>>
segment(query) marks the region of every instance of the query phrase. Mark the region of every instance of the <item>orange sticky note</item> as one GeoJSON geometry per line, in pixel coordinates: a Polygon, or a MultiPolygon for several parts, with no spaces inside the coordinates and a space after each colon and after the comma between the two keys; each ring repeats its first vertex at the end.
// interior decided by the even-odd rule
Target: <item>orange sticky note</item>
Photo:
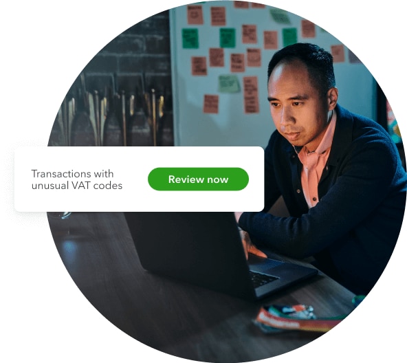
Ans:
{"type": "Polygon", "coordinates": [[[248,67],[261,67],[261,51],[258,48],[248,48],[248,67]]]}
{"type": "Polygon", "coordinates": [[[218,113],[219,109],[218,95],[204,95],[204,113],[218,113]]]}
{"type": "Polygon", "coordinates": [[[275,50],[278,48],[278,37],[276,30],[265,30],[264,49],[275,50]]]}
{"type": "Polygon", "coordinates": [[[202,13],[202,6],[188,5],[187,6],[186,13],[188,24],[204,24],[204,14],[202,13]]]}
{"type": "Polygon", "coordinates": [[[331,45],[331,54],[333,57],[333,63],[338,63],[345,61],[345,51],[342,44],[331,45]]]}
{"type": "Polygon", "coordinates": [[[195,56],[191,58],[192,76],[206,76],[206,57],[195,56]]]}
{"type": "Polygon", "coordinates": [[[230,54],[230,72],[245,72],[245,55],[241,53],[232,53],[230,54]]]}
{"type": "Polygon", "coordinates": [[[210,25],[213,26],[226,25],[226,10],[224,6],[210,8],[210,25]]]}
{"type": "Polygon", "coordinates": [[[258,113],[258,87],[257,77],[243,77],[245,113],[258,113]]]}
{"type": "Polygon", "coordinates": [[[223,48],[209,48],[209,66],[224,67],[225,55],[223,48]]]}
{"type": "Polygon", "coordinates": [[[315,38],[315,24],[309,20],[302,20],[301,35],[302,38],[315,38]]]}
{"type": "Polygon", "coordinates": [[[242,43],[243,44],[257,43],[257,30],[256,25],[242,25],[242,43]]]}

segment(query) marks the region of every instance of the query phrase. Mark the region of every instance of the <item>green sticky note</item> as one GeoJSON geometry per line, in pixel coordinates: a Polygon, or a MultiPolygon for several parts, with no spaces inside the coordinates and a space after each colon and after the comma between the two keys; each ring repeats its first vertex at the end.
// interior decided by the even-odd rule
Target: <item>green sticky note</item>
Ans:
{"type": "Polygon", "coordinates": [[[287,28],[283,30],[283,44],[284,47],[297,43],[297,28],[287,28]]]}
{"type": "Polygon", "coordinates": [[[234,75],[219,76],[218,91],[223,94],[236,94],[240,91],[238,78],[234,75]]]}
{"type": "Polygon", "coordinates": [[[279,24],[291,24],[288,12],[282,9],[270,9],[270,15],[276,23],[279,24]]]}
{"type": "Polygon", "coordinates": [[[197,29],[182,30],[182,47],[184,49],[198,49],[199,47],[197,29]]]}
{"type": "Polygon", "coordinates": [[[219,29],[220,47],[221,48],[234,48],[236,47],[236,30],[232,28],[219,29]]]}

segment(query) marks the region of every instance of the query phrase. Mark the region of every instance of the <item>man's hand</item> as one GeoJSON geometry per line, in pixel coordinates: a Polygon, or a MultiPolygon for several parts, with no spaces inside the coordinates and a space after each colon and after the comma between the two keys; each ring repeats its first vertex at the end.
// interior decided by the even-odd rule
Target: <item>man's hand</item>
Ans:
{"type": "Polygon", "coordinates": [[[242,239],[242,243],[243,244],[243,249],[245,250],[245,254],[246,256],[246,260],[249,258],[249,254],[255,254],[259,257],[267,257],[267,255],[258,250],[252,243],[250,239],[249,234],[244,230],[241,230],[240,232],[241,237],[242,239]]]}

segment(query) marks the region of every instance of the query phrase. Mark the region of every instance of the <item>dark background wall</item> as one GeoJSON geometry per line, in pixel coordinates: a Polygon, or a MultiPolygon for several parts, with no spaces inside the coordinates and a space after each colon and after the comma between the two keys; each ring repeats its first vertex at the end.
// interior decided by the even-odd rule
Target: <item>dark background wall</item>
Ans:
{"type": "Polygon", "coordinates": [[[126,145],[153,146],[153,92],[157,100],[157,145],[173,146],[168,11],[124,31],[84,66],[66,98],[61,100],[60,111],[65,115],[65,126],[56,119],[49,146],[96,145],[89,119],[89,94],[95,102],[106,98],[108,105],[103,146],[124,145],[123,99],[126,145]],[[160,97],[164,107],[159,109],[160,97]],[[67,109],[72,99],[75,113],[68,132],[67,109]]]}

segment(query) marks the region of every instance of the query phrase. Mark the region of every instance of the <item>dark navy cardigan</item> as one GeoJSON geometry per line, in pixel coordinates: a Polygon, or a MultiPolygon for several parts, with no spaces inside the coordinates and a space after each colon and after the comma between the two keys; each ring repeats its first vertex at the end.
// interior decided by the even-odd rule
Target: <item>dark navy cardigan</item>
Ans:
<<
* [Objective] Copy out the material from the line containing "of the <item>man's" through the end of the material, inclusive. Multiply each coordinate in the answers by 0.65 and round it to a whole number, with halves rounded up, and leave all other text unchanged.

* [Task answer]
segment(query) marks the region of every instance of the query phrase. Mark the region of every instance of the <item>man's hand</item> as one GeoJSON geometry per line, in pixel coordinates: a Polygon, or a MultiPolygon for several parts, with no spaces inside the coordinates and a space after each colon and after the comma between the two keys; each ring repeats its first vertex at the end.
// interior decided by the even-odd rule
Target: <item>man's hand</item>
Ans:
{"type": "Polygon", "coordinates": [[[157,155],[157,158],[158,159],[158,162],[159,163],[159,165],[160,166],[160,169],[162,168],[162,165],[166,165],[168,167],[174,167],[174,166],[168,163],[164,158],[163,155],[162,152],[159,150],[157,150],[156,151],[157,154],[157,155]]]}

segment(query) marks the region of every instance of the query phrase. Mark the region of every instance of the <item>dark background wall</item> as one GeoJSON geometry per line, in pixel coordinates: a Polygon, or a MultiPolygon for several parts, with no spaces inside the coordinates and a space after each colon and after the comma between the two keys; each ring repeats its first vertex at the end.
// interior decided by the even-odd rule
Target: <item>dark background wall</item>
Ans:
{"type": "Polygon", "coordinates": [[[82,94],[99,95],[99,60],[102,65],[102,94],[112,95],[109,7],[81,20],[55,43],[43,64],[40,65],[39,72],[42,75],[42,82],[36,77],[32,95],[62,94],[58,77],[58,61],[62,66],[69,64],[70,68],[67,95],[81,94],[80,64],[82,94]],[[104,63],[107,70],[103,71],[104,63]],[[44,71],[47,64],[49,73],[44,86],[44,71]]]}

segment(query) marks the region of every instance of the query phrase. Mark the region of every instance of the <item>dark navy cardigan</item> as one GeoJSON geometry per line, in pixel coordinates: a Polygon, or a MultiPolygon for several parts, with no spaces inside the coordinates and a space after each colon and after the comma between the two keys; each ring repeats its first vertex at the end.
// interior decided by the even-odd rule
Target: <item>dark navy cardigan</item>
Ans:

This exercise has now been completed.